Short problem 1 → Update the rows from the start through the line containing "(1064, 436)", changing "grey slate roof" to "dark slate roof" and keeping everything else the same. Return only those rows.

* Start Excerpted text *

# sublimation on stainless steel



## WasherTech (Mar 18, 2010)

Hi everyone, I have stainless steel part that looks like a key I would like to use the sublimation process on I know it needs to be coated. My question is what is used to coat (were can this be bought), or is there someone who coats metal. Any help will be helpful.


----------



## charles95405 (Feb 1, 2007)

aftermarket coatings do not work...I have been doing sublimation for over 9 years and the problems are:
1) it is hard to get an even, run less coating
2) on hard surfaces, it will scratch easily and rub off as the dye is only on the coating and will not hold up in normal use.

I have never found/tried any 3rd party coating that would give a commercially viable product


----------



## Conde_David (May 29, 2008)

Yes I agree and coatings must be prop 65 tested.
Best to buy precoated.


----------



## jpkevin (Oct 22, 2007)

Hi Garret,

If you give me a call, I can hook you up with someone that may be able to help you out. There are certainly a lot of ifs, but there is a good chance.


----------



## freebird1963 (Jan 21, 2007)

Check out Paul of octi-tech. He is on the Dyesub.org forum. He has some sprays for coating.
Its called digi coat. www.digicoat.com
There is one supplier here in the us. I can't recall their name.

Good luck
Mark


----------



## R2DS (Nov 15, 2007)

On the subject of coatings - has anyone tried the Pony Coat product that The Paper Ranch carries? They seem very hyped on it. My 'test' bottle for hard substrates should be arriving today ...


----------



## freebird1963 (Jan 21, 2007)

Reka
I am very interested in how it works for ya.
Please keep a post of your trial and tribulations with it. Think alot of people will be interested in hearing about it.

Good Luck
Mark


----------



## R2DS (Nov 15, 2007)

You bet! I've learned so much from people doing just that - it's the least I can do in return (... though I have to say, I was hoping to save a bit of tribulation by hearing from someone here who's used the stuff before!). 
To be continued ....


----------



## freebird1963 (Jan 21, 2007)

several guys on the dyesub.org have used this type of coating stuff before and most say its not worth the effort.
Results are sub par according to them.

* End Excerpted text *
* Start Data provided *

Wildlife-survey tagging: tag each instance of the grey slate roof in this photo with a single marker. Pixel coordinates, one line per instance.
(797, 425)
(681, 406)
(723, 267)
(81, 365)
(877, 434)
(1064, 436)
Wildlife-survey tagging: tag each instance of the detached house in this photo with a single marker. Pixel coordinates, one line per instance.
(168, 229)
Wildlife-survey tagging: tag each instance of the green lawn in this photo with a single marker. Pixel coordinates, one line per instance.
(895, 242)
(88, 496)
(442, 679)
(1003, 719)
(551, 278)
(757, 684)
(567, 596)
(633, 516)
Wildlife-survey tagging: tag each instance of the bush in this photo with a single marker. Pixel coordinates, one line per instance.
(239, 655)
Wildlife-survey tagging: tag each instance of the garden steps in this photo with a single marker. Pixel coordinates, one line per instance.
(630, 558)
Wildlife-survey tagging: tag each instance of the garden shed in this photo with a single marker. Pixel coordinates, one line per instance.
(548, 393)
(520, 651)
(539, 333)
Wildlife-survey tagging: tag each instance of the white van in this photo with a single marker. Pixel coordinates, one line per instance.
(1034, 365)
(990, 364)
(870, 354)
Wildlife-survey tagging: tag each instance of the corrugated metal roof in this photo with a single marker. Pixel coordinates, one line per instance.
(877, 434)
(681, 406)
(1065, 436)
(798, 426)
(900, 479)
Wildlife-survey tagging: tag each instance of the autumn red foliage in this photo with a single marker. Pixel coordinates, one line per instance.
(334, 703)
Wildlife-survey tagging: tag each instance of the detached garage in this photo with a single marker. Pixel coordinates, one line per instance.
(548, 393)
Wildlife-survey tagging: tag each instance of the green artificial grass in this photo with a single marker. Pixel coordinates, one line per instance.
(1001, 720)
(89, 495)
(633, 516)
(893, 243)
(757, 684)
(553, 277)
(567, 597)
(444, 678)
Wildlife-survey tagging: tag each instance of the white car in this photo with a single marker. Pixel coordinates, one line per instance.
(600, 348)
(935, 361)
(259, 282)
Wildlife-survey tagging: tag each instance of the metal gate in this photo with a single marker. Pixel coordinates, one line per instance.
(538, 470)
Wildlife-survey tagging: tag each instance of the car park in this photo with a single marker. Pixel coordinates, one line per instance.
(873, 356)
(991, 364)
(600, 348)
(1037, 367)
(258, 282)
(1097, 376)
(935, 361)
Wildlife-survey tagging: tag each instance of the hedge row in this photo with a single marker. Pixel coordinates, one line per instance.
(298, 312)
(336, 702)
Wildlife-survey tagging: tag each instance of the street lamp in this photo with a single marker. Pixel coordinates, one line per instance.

* End Data provided *

Short problem 2 → List every distinct username that heads a post in the thread on sublimation on stainless steel.

Solution 1 →
Wildlife-survey tagging: tag each instance of the dark slate roof in this photo with a single marker. Pixel coordinates, one line per instance.
(797, 425)
(681, 406)
(723, 267)
(81, 365)
(877, 434)
(1064, 436)

Solution 2 →
WasherTech
charles95405
Conde_David
jpkevin
freebird1963
R2DS